▶ _Trecho do texto_

»»

Experiências feitas nas primeiras décadas do século passado mostraram que existe um fenômeno que ocorre juntamente com a ilusão do movimento descrita acima: o chamado flicker. Se conectarmos um dispositivo eletrônico de controle do tipo liga-desliga a uma lâmpada, e esta lâmpada for do tipo que acende e apaga instantaneamente (como um LED - Light Emission Diod e não como uma lâmpada incandescente por exemplo), podemos fazer algumas experimentações. Se a luz acende e apaga somente algumas poucas vezes por segundo, perceberemos naturalmente o fato. Aumentando pouco a pouco a cadência do seu ligar e desligar, ainda assim iremos percebendo a lâmpada piscar, mas cada vez mais rapidamente. Em dado momento, poderemos estar fazendo a lâmpada ficar acesa 24 vezes por segundo, e apagada 24 vezes por segundo também. Neste caso, estamos dividindo o tempo de 1 segundo em 48 partes iguais e alternando entre elas os estados "lâmpada acesa" / "lâmpada apagada". Estaremos vendo 24 vezes por segundo a lâmpada acender, a mesma cadência utilizada no cinema. No entanto, mesmo assim, também estaremos vendo a lâmpada piscar, ou seja, não haverá a sensação de uma luz continuamente acesa.

Foi isso o que se percebeu ao projetar os 24 quadros por segundo do cinema: o fenômeno do flicker ou cintilação das imagens, altamente desagradável ao expectador. Mas essas mesmas experiências haviam já apontado que, acima de 48 imagens exibidas por segundo, o olho humano praticamente não seria mais capaz de perceber o fenômeno. Então o obturador existente no projetor do cinema (necessário para esconder o filme para que o motor elétrico possa puxá-lo deslocando-o e posicionando o próximo quadro a ser exibido) foi melhorado, passando a girar mais rapidamente e mostrar duas vezes a mesma imagem antes que ela fosse trocada. Assim, o cinema exibe 48 imagens por segundo, correspondentes aos mesmos 24 quadros por segundo de sua cadência normal. Com esse recurso, diminui-se bastante o problema do flicker, praticamente anulando-o.

Foi quando começaram as primeiras experiências práticas para a criação da TV como a conhecemos. Os engenheiros da época, sabendo do problema do flicker, pretendiam fazer com que uma alta cadência de quadros fosse exibida para o expectador. Como, por motivos técnicos, havia-se decidido atrelar essa cadência à frequência da corrente elétrica distribuída no país (no caso, EUA, em 60Hz), pretendia-se que a TV funcionasse exibindo 60 quadros por segundo. Porém isso não foi possível devido a diversas limitações existentes até então. Uma delas, a largura de banda de transmissão. Se hoje discute-se diversas questões relativas à transição das transmissões de tv analógicas para as digitais e para as digitais de alta alta definição, se hoje temos internet em banda larga espalhada por todos os cantos e dezenas de satélites de comunicação existem orbitando o planeta o tempo todo, naquela época todo esse universo de troca de informação era ainda extremamente incipiente. O mundo conhecia o rádio, mas não a TV, que apoiava-se naquele para desenvolver este. Se fosse possível enviar para o ar os desejados 60 quadros por segundo, estaria resolvido o problema do flicker, de maneira ainda mais perfeita do que no cinema.

««

▶ _Instruções das tarefas_
[A] Segundo o texto sobre o flicker, acima de quantas imagens exibidas por segundo o olho humano praticamente não seria mais capaz de perceber o fenômeno?
[B] Transcreva fielmente o trecho do texto sobre o flicker entre "Foi isso o que" e "flicker, praticamente anulando-o.", inclusive.
[C] Dê continuidade ao texto sobre o flicker no cinema e na TV, começando logo após a última frase apresentada.
Os itens constituem um material separado, independente do texto.

▶ _Material_
»»

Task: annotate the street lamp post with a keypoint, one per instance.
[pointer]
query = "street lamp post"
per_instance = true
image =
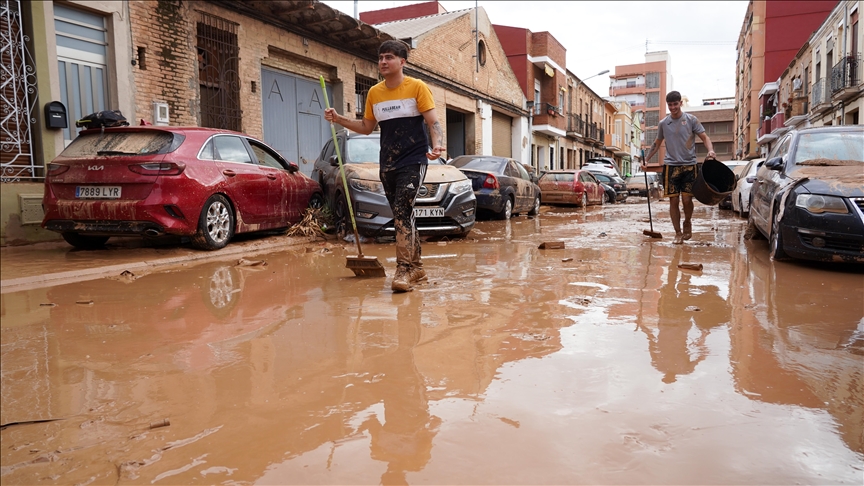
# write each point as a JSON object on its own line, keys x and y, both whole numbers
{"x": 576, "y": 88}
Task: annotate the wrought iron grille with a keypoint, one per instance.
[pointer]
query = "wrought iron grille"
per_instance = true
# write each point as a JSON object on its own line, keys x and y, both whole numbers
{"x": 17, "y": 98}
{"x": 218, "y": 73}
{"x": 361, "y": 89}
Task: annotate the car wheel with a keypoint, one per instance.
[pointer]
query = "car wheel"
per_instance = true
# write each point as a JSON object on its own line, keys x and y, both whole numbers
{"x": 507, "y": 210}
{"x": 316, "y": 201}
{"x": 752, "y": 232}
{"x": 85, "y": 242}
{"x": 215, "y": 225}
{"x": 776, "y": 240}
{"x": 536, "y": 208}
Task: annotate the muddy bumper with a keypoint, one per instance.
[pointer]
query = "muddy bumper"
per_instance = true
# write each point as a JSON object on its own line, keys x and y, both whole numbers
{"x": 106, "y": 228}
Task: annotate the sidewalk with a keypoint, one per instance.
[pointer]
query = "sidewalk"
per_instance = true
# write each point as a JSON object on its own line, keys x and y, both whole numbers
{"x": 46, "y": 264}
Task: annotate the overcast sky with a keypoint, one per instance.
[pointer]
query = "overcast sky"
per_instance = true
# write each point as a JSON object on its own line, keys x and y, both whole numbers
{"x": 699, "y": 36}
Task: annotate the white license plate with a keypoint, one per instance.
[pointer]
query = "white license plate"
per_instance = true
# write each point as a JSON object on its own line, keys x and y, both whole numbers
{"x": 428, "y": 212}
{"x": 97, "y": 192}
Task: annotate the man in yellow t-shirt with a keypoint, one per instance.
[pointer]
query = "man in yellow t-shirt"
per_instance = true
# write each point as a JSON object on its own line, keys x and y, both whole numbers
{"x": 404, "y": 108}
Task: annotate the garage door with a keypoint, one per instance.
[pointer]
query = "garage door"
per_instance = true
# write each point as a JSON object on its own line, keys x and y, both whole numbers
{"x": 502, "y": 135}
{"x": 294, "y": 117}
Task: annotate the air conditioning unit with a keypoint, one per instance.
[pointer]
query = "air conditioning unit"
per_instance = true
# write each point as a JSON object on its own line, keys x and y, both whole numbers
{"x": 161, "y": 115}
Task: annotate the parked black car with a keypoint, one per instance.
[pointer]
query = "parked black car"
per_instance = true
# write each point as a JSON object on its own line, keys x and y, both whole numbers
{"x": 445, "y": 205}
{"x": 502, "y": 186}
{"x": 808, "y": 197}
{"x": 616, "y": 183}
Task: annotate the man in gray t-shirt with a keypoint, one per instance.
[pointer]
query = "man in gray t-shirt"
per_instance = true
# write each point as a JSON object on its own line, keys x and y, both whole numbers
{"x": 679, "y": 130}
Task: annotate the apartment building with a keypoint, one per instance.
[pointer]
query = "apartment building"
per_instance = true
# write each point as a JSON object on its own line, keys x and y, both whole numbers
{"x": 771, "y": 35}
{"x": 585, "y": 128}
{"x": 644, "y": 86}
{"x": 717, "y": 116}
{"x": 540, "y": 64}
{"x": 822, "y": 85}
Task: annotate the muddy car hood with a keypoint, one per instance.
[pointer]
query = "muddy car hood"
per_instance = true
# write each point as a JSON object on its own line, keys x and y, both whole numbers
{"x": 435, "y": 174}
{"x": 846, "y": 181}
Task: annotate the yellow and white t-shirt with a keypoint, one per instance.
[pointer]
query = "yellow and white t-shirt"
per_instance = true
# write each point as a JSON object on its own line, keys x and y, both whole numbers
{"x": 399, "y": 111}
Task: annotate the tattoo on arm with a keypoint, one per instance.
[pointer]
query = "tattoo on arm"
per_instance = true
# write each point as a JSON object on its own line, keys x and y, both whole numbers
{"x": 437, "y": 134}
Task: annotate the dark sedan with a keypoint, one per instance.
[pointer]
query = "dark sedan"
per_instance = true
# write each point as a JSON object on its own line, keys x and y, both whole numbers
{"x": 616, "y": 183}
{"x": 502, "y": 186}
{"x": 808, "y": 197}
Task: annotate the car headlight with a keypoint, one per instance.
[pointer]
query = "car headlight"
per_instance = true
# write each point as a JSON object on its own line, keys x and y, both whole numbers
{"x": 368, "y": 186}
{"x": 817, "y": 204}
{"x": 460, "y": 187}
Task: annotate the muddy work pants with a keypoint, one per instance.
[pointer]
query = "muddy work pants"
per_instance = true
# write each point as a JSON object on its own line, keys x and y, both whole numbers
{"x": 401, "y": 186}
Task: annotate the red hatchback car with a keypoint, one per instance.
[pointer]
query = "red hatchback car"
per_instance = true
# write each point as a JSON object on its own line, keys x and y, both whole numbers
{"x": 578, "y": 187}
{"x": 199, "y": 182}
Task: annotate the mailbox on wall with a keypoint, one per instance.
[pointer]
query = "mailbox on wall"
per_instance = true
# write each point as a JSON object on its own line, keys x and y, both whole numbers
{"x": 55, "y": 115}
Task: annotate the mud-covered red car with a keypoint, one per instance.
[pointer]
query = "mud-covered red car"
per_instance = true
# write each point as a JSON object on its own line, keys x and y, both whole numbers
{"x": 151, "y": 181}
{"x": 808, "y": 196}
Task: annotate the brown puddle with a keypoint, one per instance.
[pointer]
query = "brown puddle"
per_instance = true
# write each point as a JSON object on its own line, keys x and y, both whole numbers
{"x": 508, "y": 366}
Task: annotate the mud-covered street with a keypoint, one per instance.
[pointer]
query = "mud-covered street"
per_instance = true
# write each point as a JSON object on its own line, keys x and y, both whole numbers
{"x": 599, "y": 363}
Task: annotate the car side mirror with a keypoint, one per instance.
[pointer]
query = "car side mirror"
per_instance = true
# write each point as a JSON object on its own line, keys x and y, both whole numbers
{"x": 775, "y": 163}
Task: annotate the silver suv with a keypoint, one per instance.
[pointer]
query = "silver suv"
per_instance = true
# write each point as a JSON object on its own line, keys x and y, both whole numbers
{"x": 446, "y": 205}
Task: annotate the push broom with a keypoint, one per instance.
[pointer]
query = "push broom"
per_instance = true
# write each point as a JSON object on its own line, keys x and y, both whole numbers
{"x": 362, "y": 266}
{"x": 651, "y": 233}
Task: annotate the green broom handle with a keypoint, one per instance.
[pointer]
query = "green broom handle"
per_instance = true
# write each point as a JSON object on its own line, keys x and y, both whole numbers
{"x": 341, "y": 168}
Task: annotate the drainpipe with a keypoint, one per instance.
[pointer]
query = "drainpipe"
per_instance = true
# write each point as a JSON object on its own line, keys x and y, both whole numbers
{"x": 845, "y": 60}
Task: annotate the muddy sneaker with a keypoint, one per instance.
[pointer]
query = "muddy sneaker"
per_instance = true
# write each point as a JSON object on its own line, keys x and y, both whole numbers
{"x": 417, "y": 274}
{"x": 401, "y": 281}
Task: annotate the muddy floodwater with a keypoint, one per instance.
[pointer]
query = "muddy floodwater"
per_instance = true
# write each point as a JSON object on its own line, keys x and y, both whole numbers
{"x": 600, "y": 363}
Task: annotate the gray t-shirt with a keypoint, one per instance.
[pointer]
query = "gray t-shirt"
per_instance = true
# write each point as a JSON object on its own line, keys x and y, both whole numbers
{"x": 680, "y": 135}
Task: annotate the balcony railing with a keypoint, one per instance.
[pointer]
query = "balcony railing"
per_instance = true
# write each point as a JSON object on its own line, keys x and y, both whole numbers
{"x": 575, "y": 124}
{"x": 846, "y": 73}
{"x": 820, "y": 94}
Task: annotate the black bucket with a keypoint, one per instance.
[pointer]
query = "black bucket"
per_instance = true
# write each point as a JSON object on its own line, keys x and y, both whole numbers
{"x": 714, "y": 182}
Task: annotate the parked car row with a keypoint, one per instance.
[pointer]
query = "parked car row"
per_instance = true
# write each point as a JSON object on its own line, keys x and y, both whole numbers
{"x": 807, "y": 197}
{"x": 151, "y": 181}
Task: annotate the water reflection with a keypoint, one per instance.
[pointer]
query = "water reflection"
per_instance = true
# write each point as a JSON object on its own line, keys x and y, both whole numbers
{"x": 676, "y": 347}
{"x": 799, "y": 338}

««

▶ _Respostas do exercício_
[A] Acima de 48 imagens por segundo.

[B]
Foi isso o que se percebeu ao projetar os 24 quadros por segundo do cinema: o fenômeno do flicker ou cintilação das imagens, altamente desagradável ao expectador. Mas essas mesmas experiências haviam já apontado que, acima de 48 imagens exibidas por segundo, o olho humano praticamente não seria mais capaz de perceber o fenômeno. Então o obturador existente no projetor do cinema (necessário para esconder o filme para que o motor elétrico possa puxá-lo deslocando-o e posicionando o próximo quadro a ser exibido) foi melhorado, passando a girar mais rapidamente e mostrar duas vezes a mesma imagem antes que ela fosse trocada. Assim, o cinema exibe 48 imagens por segundo, correspondentes aos mesmos 24 quadros por segundo de sua cadência normal. Com esse recurso, diminui-se bastante o problema do flicker, praticamente anulando-o.

[C]
De volta às suas pranchetas de desenho, os engenheiros criaram então, naqueles distantes anos da década de 40, um sistema de transmissão de imagens onde as mesmas eram divididas em 2 pedaços. Enviava-se para o ar metade da imagem - isso era possível - depois a outra metade. O resultado prático não ficou bom, então desenvolveu-se algo ainda melhor: misturar essas metades. A mistura era feita através do intercalamento das linhas. Sendo as imagens desenhadas linha após linha na TV, bastava enviar metade delas (o chamado campo, como visto acima) e depois a outra metade. Surgia assim o sistema entrelaçado (interlaced). Haviam ainda outros motivos, como o tempo de resposta da camada de fósforo que recobria os CRTs da época. Ela retinha a luminosidade por um tempo muito grande para receber um novo desenho de imagem (nova linha de outro quadro) na cadência pretendida de 60qps: uma imagem misturaria-se com a seguinte.

Todos esses fatores levaram a criação da TV com os 60 campos que conhecemos hoje: em 1 segundo, são mostrados alternadamente 30 campos pares e 30 campos ímpares. Juntando-se um campo par com um campo ímpar, temos um quadro completo da tv. No entanto, em dado momento, sempre está sendo exibido na tv (ou transmitido no cabo ou via ar ou ainda sendo gravado) um campo, nunca um quadro completo. Assim, embora seja de uso corrente dizermos que a tv neste sistema (NTSC - National Television Standards Commitee) trabalha a 30qps, o termo mais apropriado é 60i, notação para os 60 campos entrelaçados (interlaced). Posteriormente outros sistemas iriam surgir, como o PAL (Phase Alternate Lines) e o SECAM (Systeme Electronique Couleur Avec Memoire). A idéia de atrelar a cadência das imagens (tecnicamente conhecida como frame rate) à cadência da ciclagem da corrente elétrica permaneceu e devido a este fato, surgiram sistemas PAL e sistemas SECAM trabalhando tanto em 50 campos por segundo como em 60 campos por segundo (50i / 60i). Por este motivo, o PAL utilizado em Angola trabalha com 50 "quadros"/seg e o utilizado no Brasil com 60 "quadros"/seg, ou como se usa correntemente, PAL 50 e PAL 60. Da mesma forma o SECAM utilizado na Colômbia é SECAM 60 e na França, SECAM 50.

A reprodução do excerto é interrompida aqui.